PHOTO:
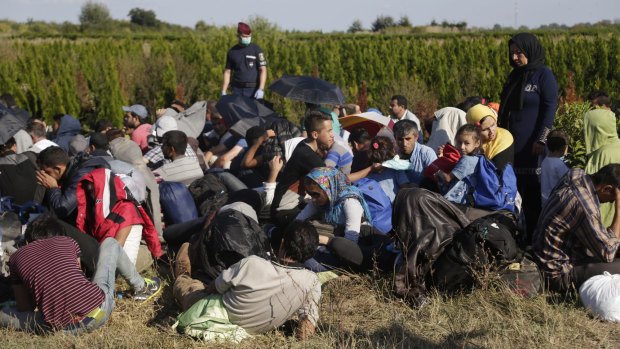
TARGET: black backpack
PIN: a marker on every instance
(487, 242)
(209, 193)
(230, 237)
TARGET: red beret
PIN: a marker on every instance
(244, 29)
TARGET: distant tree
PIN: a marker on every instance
(144, 18)
(261, 24)
(382, 22)
(404, 22)
(461, 25)
(355, 27)
(95, 15)
(202, 26)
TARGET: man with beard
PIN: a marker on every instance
(308, 154)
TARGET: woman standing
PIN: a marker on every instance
(528, 104)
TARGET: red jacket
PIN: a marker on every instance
(113, 210)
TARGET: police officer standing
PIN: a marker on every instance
(247, 63)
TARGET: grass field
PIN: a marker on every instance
(359, 311)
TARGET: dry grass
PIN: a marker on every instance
(359, 312)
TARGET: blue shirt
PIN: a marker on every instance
(421, 157)
(390, 181)
(465, 167)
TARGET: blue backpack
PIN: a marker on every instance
(493, 189)
(177, 203)
(378, 203)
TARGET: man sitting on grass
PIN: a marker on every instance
(571, 242)
(254, 295)
(46, 276)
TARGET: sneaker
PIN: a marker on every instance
(152, 287)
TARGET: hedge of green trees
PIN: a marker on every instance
(93, 77)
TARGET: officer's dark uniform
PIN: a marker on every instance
(244, 61)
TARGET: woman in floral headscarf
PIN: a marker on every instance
(333, 195)
(341, 205)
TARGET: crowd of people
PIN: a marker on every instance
(275, 212)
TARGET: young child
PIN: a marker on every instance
(451, 184)
(553, 167)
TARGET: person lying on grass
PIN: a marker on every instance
(46, 276)
(254, 295)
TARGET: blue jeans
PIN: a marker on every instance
(112, 258)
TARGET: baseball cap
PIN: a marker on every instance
(137, 109)
(243, 28)
(164, 124)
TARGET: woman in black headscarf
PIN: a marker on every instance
(528, 104)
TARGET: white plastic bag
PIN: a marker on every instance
(600, 294)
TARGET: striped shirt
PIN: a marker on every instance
(183, 169)
(49, 270)
(156, 155)
(570, 229)
(339, 157)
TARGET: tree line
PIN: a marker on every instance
(93, 77)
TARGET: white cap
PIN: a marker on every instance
(164, 124)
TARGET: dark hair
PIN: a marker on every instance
(43, 227)
(212, 110)
(608, 175)
(99, 140)
(313, 121)
(114, 134)
(7, 146)
(179, 103)
(177, 140)
(300, 241)
(599, 98)
(405, 127)
(381, 149)
(400, 100)
(557, 140)
(469, 102)
(8, 100)
(359, 135)
(36, 129)
(253, 134)
(248, 196)
(52, 156)
(469, 128)
(102, 124)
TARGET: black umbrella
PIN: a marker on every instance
(308, 89)
(9, 125)
(241, 113)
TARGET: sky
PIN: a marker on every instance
(331, 15)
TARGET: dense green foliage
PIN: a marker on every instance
(93, 77)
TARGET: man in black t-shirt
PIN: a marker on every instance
(248, 66)
(307, 155)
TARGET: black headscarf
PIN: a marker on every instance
(512, 96)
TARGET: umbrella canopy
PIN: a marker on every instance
(371, 121)
(192, 120)
(308, 89)
(241, 113)
(9, 125)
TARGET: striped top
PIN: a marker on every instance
(570, 229)
(50, 271)
(183, 169)
(339, 157)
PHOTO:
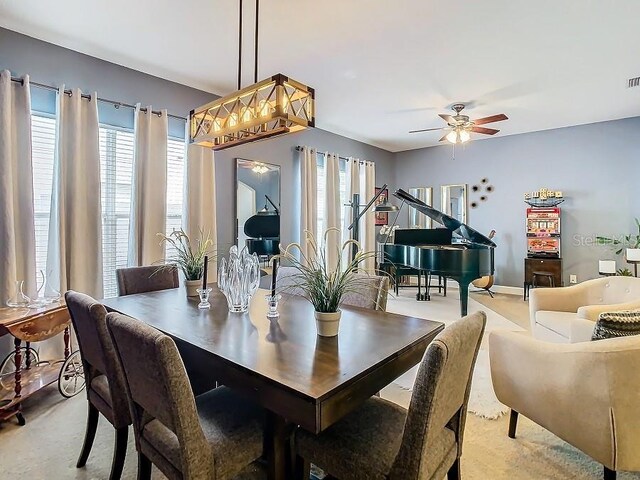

────────────────

WHAT IS REQUIRED = Leave out the pictures, then return every line of the data exactly.

YOUR RESPONSE =
PHOTO:
TARGET: black backpack
PIN: a marker on every instance
(487, 242)
(209, 193)
(230, 237)
TARGET: red beret
PIN: a marker on every instance
(244, 29)
TARGET: distant tree
PIN: a marker on every instance
(144, 18)
(261, 24)
(382, 22)
(404, 22)
(461, 25)
(355, 27)
(95, 15)
(202, 26)
TARGET: man with beard
PIN: a marker on every instance
(308, 154)
TARGET: woman standing
PIN: a marker on every instance
(528, 104)
TARGET: red jacket
PIN: a marker on every instance
(113, 210)
TARGET: police officer standing
PIN: a marker on every instance
(247, 63)
TARGET: grass field
PIN: a marker on every instance
(359, 311)
TARGET: dry grass
PIN: a marker on every instance
(359, 312)
TARGET: blue shirt
PIN: a marker on every instance
(421, 157)
(390, 181)
(465, 167)
TARGET: blue backpack
PIN: a marker on every instance
(493, 189)
(177, 203)
(378, 203)
TARGET: man sitting on grass
PIN: a marker on every instance
(571, 242)
(254, 295)
(46, 276)
TARGET: sneaker
PIN: a marker on every instance
(152, 287)
TARGET: hedge of green trees
PIN: a marker on every instance
(93, 77)
TARGET: officer's dark uniform
PIN: a marker on every instance
(244, 61)
TARGET: woman in floral headscarf
PIN: a marker on every instance
(333, 195)
(341, 205)
TARGET: crowd of people
PIN: a marker on every instance
(275, 212)
TARGET: young child
PIN: a marker on every instance
(451, 184)
(553, 167)
TARGET: person lying on grass
PIN: a marker on every instance
(46, 276)
(254, 295)
TARGET: blue jeans
PIN: a marker on every instance
(112, 258)
TARGET: baseball cap
PIN: a marker on every instance
(137, 109)
(243, 28)
(164, 124)
TARGET: woman in black headscarf
PIN: a marker on every instance
(528, 104)
TARGET: white plastic bag
PIN: a marker on every instance
(600, 294)
TARGET: striped shirt
PIN: a marker on every instance
(183, 169)
(49, 270)
(156, 155)
(570, 229)
(339, 157)
TARGET: tree line
PIN: a marker on every instance
(93, 77)
TARGET: white cap
PIN: a marker on every instance
(164, 124)
TARGET: dark hair
PIN: a marker on every instance
(43, 227)
(212, 110)
(608, 175)
(99, 140)
(313, 121)
(114, 134)
(7, 146)
(179, 103)
(177, 140)
(300, 241)
(599, 98)
(405, 127)
(381, 149)
(400, 100)
(557, 140)
(469, 102)
(8, 100)
(359, 135)
(36, 129)
(253, 134)
(248, 196)
(52, 156)
(469, 128)
(102, 124)
TARGET: black umbrella
PIN: a marker on every instance
(308, 89)
(9, 125)
(241, 113)
TARGET: sky
PIN: a marker on every instance
(331, 15)
TARGET: dense green foliage
PIN: a marker on every instance
(93, 77)
TARGET: man in black t-shirt
PIN: a marker on every instance
(248, 66)
(307, 155)
TARGET: black headscarf
PIN: a marker on every instance
(512, 96)
TARGET: umbrella canopy
PIN: a marker on every instance
(371, 121)
(192, 120)
(308, 89)
(241, 113)
(9, 125)
TARGET: striped top
PIN: a marker on every instance
(570, 229)
(50, 271)
(183, 169)
(339, 157)
PHOTO:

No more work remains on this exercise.